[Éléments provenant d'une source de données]
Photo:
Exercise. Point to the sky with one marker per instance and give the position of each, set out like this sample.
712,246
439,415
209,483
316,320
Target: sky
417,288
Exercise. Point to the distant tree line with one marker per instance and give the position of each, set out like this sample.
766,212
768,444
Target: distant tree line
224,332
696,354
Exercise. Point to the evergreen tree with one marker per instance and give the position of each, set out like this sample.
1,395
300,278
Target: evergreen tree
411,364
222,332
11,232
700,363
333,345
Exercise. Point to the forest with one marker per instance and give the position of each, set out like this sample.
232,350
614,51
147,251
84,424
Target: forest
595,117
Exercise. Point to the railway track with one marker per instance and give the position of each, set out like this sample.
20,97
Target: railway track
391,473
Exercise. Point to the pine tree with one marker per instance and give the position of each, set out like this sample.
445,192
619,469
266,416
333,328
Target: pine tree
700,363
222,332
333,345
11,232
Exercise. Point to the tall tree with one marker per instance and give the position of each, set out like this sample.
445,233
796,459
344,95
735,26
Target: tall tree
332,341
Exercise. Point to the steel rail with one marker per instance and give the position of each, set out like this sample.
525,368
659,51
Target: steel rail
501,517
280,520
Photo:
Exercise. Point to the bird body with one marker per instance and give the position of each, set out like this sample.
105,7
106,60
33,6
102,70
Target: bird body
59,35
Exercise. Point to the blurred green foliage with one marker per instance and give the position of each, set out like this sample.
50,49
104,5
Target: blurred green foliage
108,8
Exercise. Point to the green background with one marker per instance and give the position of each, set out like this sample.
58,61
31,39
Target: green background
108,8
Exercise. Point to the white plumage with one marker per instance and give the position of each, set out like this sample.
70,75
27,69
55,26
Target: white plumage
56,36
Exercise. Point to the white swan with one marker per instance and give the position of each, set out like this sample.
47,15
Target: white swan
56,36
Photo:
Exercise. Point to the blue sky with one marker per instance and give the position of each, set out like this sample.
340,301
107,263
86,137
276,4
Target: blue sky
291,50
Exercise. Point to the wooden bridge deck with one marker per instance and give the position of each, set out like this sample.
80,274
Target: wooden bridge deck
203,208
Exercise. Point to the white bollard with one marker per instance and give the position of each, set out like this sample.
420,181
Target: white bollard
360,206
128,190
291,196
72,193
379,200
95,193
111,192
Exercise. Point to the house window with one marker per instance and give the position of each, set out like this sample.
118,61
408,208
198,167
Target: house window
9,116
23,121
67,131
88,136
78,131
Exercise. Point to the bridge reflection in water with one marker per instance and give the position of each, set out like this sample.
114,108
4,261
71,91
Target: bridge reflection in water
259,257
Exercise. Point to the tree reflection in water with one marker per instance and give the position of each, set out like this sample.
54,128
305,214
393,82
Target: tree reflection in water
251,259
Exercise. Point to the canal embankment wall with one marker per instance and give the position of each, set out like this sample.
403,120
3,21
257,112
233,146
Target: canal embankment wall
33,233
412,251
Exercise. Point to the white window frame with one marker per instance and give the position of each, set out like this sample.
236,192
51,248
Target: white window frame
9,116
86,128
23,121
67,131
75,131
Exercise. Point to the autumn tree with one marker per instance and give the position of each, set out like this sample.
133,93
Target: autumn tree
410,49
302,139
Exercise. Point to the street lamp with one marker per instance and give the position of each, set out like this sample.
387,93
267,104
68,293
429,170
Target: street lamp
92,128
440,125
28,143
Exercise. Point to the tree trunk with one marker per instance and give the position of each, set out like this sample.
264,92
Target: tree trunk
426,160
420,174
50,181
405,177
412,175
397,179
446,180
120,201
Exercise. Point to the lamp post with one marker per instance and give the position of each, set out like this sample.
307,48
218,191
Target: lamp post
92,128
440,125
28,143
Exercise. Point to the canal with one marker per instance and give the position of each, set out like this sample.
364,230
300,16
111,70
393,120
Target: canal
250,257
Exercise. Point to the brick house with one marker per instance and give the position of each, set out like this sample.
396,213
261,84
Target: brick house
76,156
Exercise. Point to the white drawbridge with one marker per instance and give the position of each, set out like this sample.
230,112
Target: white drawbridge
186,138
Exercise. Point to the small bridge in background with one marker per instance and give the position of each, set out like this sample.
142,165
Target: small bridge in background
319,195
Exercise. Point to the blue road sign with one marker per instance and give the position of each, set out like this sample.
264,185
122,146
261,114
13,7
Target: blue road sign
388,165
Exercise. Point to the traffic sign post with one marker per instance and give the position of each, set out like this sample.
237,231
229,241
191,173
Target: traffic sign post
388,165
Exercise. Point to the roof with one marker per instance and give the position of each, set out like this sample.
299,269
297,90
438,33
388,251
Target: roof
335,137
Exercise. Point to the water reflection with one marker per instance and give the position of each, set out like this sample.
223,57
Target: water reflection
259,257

*Objectif visé*:
Réécrivez, s'il vous plaît, toutes les lignes des données ci-dessus sous forme de tableau Markdown à deux colonnes : « N° » pour le numéro de rang et « Ligne » pour le texte de chaque ligne, sans les lignes vides.

*Solution du problème*:
| N° | Ligne |
|---|---|
| 1 | Photo: |
| 2 | Exercise. Point to the sky with one marker per instance and give the position of each, set out like this sample. |
| 3 | 712,246 |
| 4 | 439,415 |
| 5 | 209,483 |
| 6 | 316,320 |
| 7 | Target: sky |
| 8 | 417,288 |
| 9 | Exercise. Point to the distant tree line with one marker per instance and give the position of each, set out like this sample. |
| 10 | 766,212 |
| 11 | 768,444 |
| 12 | Target: distant tree line |
| 13 | 224,332 |
| 14 | 696,354 |
| 15 | Exercise. Point to the evergreen tree with one marker per instance and give the position of each, set out like this sample. |
| 16 | 1,395 |
| 17 | 300,278 |
| 18 | Target: evergreen tree |
| 19 | 411,364 |
| 20 | 222,332 |
| 21 | 11,232 |
| 22 | 700,363 |
| 23 | 333,345 |
| 24 | Exercise. Point to the forest with one marker per instance and give the position of each, set out like this sample. |
| 25 | 232,350 |
| 26 | 614,51 |
| 27 | 147,251 |
| 28 | 84,424 |
| 29 | Target: forest |
| 30 | 595,117 |
| 31 | Exercise. Point to the railway track with one marker per instance and give the position of each, set out like this sample. |
| 32 | 20,97 |
| 33 | Target: railway track |
| 34 | 391,473 |
| 35 | Exercise. Point to the pine tree with one marker per instance and give the position of each, set out like this sample. |
| 36 | 445,192 |
| 37 | 619,469 |
| 38 | 266,416 |
| 39 | 333,328 |
| 40 | Target: pine tree |
| 41 | 700,363 |
| 42 | 222,332 |
| 43 | 333,345 |
| 44 | 11,232 |
| 45 | Exercise. Point to the tall tree with one marker per instance and give the position of each, set out like this sample. |
| 46 | 445,233 |
| 47 | 796,459 |
| 48 | 344,95 |
| 49 | 735,26 |
| 50 | Target: tall tree |
| 51 | 332,341 |
| 52 | Exercise. Point to the steel rail with one marker per instance and give the position of each, set out like this sample. |
| 53 | 525,368 |
| 54 | 659,51 |
| 55 | Target: steel rail |
| 56 | 501,517 |
| 57 | 280,520 |
| 58 | Photo: |
| 59 | Exercise. Point to the bird body with one marker per instance and give the position of each, set out like this sample. |
| 60 | 105,7 |
| 61 | 106,60 |
| 62 | 33,6 |
| 63 | 102,70 |
| 64 | Target: bird body |
| 65 | 59,35 |
| 66 | Exercise. Point to the blurred green foliage with one marker per instance and give the position of each, set out like this sample. |
| 67 | 50,49 |
| 68 | 104,5 |
| 69 | Target: blurred green foliage |
| 70 | 108,8 |
| 71 | Exercise. Point to the green background with one marker per instance and give the position of each, set out like this sample. |
| 72 | 58,61 |
| 73 | 31,39 |
| 74 | Target: green background |
| 75 | 108,8 |
| 76 | Exercise. Point to the white plumage with one marker per instance and give the position of each, set out like this sample. |
| 77 | 70,75 |
| 78 | 27,69 |
| 79 | 55,26 |
| 80 | Target: white plumage |
| 81 | 56,36 |
| 82 | Exercise. Point to the white swan with one marker per instance and give the position of each, set out like this sample. |
| 83 | 47,15 |
| 84 | Target: white swan |
| 85 | 56,36 |
| 86 | Photo: |
| 87 | Exercise. Point to the blue sky with one marker per instance and give the position of each, set out like this sample. |
| 88 | 340,301 |
| 89 | 107,263 |
| 90 | 86,137 |
| 91 | 276,4 |
| 92 | Target: blue sky |
| 93 | 291,50 |
| 94 | Exercise. Point to the wooden bridge deck with one marker per instance and give the position of each, set out like this sample. |
| 95 | 80,274 |
| 96 | Target: wooden bridge deck |
| 97 | 203,208 |
| 98 | Exercise. Point to the white bollard with one marker per instance and give the position of each, set out like this sample. |
| 99 | 420,181 |
| 100 | Target: white bollard |
| 101 | 360,206 |
| 102 | 128,190 |
| 103 | 291,196 |
| 104 | 72,193 |
| 105 | 379,200 |
| 106 | 95,193 |
| 107 | 111,192 |
| 108 | Exercise. Point to the house window with one marker per instance and give the position of each, set out like this sample. |
| 109 | 118,61 |
| 110 | 408,208 |
| 111 | 198,167 |
| 112 | Target: house window |
| 113 | 9,116 |
| 114 | 23,121 |
| 115 | 67,131 |
| 116 | 88,136 |
| 117 | 78,131 |
| 118 | Exercise. Point to the bridge reflection in water with one marker per instance and give the position of each, set out like this sample. |
| 119 | 114,108 |
| 120 | 4,261 |
| 121 | 71,91 |
| 122 | Target: bridge reflection in water |
| 123 | 259,257 |
| 124 | Exercise. Point to the tree reflection in water with one marker per instance and give the position of each, set out like this sample. |
| 125 | 54,128 |
| 126 | 305,214 |
| 127 | 393,82 |
| 128 | Target: tree reflection in water |
| 129 | 251,259 |
| 130 | Exercise. Point to the canal embankment wall with one marker per instance and give the position of each, set out like this sample. |
| 131 | 403,120 |
| 132 | 3,21 |
| 133 | 257,112 |
| 134 | 233,146 |
| 135 | Target: canal embankment wall |
| 136 | 33,233 |
| 137 | 412,251 |
| 138 | Exercise. Point to the white window frame with one marker per instance and give the position of each, set out like this sample. |
| 139 | 236,192 |
| 140 | 51,248 |
| 141 | Target: white window frame |
| 142 | 9,116 |
| 143 | 86,128 |
| 144 | 23,121 |
| 145 | 67,131 |
| 146 | 75,131 |
| 147 | Exercise. Point to the autumn tree with one marker per instance and give the position of each, set out like this sample. |
| 148 | 133,93 |
| 149 | Target: autumn tree |
| 150 | 410,49 |
| 151 | 302,139 |
| 152 | Exercise. Point to the street lamp with one marker per instance and give the position of each, set out like this sample. |
| 153 | 387,93 |
| 154 | 267,104 |
| 155 | 68,293 |
| 156 | 429,170 |
| 157 | Target: street lamp |
| 158 | 92,128 |
| 159 | 440,125 |
| 160 | 28,143 |
| 161 | Exercise. Point to the tree trunk with one marker per instance and give the position of each, set out like this sample. |
| 162 | 264,92 |
| 163 | Target: tree trunk |
| 164 | 426,160 |
| 165 | 420,174 |
| 166 | 50,181 |
| 167 | 405,177 |
| 168 | 412,175 |
| 169 | 397,179 |
| 170 | 446,180 |
| 171 | 120,201 |
| 172 | Exercise. Point to the lamp post with one marker per instance and give the position of each, set out like this sample. |
| 173 | 307,48 |
| 174 | 218,191 |
| 175 | Target: lamp post |
| 176 | 92,128 |
| 177 | 440,125 |
| 178 | 28,143 |
| 179 | Exercise. Point to the canal with one marker per instance and give the position of each, set out like this sample. |
| 180 | 364,230 |
| 181 | 300,16 |
| 182 | 111,70 |
| 183 | 393,120 |
| 184 | Target: canal |
| 185 | 250,257 |
| 186 | Exercise. Point to the brick house with one marker per instance and give the position of each, set out like this sample. |
| 187 | 396,213 |
| 188 | 261,84 |
| 189 | Target: brick house |
| 190 | 76,156 |
| 191 | Exercise. Point to the white drawbridge with one marker per instance and give the position of each, set out like this sample. |
| 192 | 230,112 |
| 193 | Target: white drawbridge |
| 194 | 186,138 |
| 195 | Exercise. Point to the small bridge in background with one marker per instance and give the position of each, set out like this sample. |
| 196 | 142,165 |
| 197 | Target: small bridge in background |
| 198 | 319,195 |
| 199 | Exercise. Point to the blue road sign with one marker per instance and give the position of each, set out like this sample. |
| 200 | 264,185 |
| 201 | 122,146 |
| 202 | 261,114 |
| 203 | 13,7 |
| 204 | Target: blue road sign |
| 205 | 388,165 |
| 206 | Exercise. Point to the traffic sign post with one marker per instance and give the position of each, set out like this sample. |
| 207 | 237,231 |
| 208 | 229,241 |
| 209 | 191,173 |
| 210 | Target: traffic sign post |
| 211 | 388,165 |
| 212 | Exercise. Point to the roof with one marker per instance and give the position of each, set out like this sample. |
| 213 | 299,269 |
| 214 | 297,90 |
| 215 | 438,33 |
| 216 | 388,251 |
| 217 | Target: roof |
| 218 | 335,137 |
| 219 | Exercise. Point to the water reflection with one marker per instance and give the position of each, set out like this sample. |
| 220 | 223,57 |
| 221 | Target: water reflection |
| 222 | 259,257 |